** BEGIN Records provided **

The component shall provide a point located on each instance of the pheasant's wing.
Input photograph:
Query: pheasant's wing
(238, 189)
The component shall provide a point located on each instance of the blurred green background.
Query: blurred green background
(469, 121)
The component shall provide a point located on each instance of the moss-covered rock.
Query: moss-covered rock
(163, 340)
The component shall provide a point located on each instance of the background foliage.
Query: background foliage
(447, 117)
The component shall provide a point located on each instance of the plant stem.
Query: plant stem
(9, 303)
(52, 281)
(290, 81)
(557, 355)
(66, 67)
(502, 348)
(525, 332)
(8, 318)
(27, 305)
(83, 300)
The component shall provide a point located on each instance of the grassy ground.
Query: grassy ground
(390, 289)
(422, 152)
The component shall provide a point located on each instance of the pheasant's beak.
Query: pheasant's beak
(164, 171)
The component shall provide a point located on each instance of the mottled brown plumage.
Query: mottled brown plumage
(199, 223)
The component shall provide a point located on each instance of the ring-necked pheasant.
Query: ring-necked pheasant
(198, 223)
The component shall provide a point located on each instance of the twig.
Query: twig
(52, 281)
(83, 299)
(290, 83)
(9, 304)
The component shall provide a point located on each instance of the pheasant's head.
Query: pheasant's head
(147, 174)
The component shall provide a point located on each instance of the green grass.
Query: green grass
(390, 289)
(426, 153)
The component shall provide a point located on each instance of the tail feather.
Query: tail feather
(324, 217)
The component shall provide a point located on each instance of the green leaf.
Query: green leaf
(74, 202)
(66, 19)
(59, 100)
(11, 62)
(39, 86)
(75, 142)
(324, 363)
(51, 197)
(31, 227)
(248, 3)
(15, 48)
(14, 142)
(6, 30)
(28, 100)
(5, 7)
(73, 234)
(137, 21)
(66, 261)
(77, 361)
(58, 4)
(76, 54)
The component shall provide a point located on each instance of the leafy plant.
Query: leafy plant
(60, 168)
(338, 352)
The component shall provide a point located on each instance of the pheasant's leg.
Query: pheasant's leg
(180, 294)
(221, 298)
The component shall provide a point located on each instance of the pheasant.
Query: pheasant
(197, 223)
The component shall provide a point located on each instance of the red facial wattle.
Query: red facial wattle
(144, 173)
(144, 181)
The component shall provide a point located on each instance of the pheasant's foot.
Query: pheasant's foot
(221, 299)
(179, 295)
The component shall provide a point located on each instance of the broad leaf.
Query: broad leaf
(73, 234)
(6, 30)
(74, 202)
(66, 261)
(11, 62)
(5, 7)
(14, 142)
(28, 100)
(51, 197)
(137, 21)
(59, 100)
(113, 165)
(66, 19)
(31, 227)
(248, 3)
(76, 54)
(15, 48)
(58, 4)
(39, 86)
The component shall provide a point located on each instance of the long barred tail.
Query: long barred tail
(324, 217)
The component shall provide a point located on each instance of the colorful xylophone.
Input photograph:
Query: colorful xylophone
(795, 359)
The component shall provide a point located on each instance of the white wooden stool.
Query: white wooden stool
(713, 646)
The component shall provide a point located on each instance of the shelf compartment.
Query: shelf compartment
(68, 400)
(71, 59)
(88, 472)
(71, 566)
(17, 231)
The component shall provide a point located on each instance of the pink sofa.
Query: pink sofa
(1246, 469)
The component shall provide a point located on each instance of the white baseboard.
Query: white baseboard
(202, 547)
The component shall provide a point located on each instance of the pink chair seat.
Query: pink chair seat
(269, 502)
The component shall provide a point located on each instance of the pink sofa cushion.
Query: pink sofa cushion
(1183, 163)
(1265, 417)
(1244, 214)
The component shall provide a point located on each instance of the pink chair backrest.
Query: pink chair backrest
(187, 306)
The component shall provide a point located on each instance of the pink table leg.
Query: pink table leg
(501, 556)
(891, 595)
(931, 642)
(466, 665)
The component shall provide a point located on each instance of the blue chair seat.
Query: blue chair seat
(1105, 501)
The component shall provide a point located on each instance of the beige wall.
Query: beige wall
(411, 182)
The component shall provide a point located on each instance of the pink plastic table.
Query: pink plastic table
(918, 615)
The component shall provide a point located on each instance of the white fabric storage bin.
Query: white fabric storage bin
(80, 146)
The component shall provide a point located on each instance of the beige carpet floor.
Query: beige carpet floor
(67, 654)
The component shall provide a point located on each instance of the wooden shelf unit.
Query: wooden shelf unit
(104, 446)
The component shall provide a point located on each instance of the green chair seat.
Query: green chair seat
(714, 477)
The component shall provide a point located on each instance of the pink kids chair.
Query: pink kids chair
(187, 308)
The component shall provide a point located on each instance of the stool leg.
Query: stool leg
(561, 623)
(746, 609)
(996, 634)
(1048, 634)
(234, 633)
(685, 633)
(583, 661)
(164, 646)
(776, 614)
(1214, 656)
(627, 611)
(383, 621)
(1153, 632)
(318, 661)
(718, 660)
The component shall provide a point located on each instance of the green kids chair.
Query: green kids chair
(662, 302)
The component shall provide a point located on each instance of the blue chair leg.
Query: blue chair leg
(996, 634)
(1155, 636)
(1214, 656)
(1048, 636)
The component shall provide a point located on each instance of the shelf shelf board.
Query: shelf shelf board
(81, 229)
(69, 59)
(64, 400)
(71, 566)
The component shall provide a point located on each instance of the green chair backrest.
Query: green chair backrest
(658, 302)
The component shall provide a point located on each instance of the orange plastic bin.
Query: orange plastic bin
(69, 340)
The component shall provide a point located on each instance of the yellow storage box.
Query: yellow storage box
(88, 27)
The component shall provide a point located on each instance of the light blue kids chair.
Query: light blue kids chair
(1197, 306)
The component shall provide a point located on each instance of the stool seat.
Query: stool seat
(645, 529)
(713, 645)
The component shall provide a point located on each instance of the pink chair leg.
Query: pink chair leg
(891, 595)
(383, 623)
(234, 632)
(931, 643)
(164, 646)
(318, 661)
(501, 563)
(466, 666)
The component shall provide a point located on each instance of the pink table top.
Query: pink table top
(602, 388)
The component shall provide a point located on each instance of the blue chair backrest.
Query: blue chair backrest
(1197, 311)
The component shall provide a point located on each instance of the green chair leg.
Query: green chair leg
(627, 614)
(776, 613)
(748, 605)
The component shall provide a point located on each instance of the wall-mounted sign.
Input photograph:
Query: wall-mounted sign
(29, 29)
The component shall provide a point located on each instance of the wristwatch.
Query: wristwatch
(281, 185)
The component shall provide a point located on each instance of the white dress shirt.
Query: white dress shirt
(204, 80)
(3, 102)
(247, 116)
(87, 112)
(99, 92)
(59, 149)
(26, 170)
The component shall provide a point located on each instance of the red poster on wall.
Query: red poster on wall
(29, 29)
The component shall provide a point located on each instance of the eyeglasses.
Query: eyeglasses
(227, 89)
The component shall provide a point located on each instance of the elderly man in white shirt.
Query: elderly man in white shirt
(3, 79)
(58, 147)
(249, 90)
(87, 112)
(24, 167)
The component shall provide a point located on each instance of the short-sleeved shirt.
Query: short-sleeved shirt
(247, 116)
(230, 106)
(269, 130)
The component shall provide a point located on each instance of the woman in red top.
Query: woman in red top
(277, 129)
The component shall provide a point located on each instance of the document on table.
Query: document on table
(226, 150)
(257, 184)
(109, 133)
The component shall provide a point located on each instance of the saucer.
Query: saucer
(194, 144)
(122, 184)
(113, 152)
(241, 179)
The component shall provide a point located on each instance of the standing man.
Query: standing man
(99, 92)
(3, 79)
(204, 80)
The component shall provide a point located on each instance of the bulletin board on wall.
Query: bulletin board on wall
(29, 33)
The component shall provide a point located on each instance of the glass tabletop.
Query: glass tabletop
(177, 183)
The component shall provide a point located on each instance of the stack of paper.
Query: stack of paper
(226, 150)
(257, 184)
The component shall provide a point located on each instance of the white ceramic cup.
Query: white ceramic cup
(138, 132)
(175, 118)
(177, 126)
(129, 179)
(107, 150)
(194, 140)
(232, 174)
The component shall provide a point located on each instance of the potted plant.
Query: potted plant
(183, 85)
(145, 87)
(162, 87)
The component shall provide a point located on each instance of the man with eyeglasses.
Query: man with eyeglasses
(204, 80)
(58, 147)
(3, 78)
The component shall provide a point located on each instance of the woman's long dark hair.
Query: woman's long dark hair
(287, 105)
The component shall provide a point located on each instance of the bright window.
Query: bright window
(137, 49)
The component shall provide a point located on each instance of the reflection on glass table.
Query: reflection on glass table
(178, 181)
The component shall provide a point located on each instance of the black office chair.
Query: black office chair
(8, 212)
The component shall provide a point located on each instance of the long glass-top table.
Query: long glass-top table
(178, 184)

** END Records provided **

## Given exercise
Retype the records from the line containing "white ceramic cup." through the end of the records, with both of those lines included, keeping every character as it appears.

## Task solution
The component shall provide a point located on each instance of the white ceramic cup.
Query: white ceramic cup
(138, 132)
(175, 118)
(177, 126)
(129, 179)
(107, 150)
(194, 140)
(232, 174)
The component shall provide a point located on each instance of the potted plant.
Query: potted plant
(183, 85)
(145, 87)
(162, 87)
The component shall provide a point located on each instance of the man with eyeglasses.
Query: man with eyeglasses
(204, 80)
(58, 147)
(3, 78)
The component shall provide a point located on each instance of the woman's long dark hair.
Query: woman's long dark hair
(287, 105)
The component shall provide a point located on each instance of the bright window.
Query: bright window
(137, 49)
The component shall provide a point located on each instance of the reflection on glass table.
Query: reflection on glass table
(178, 181)
The component shall provide a point located on each instance of the black office chair.
Query: black office chair
(8, 212)
The component shall provide a point located on each instance of the long glass-top table.
Query: long glass-top table
(178, 184)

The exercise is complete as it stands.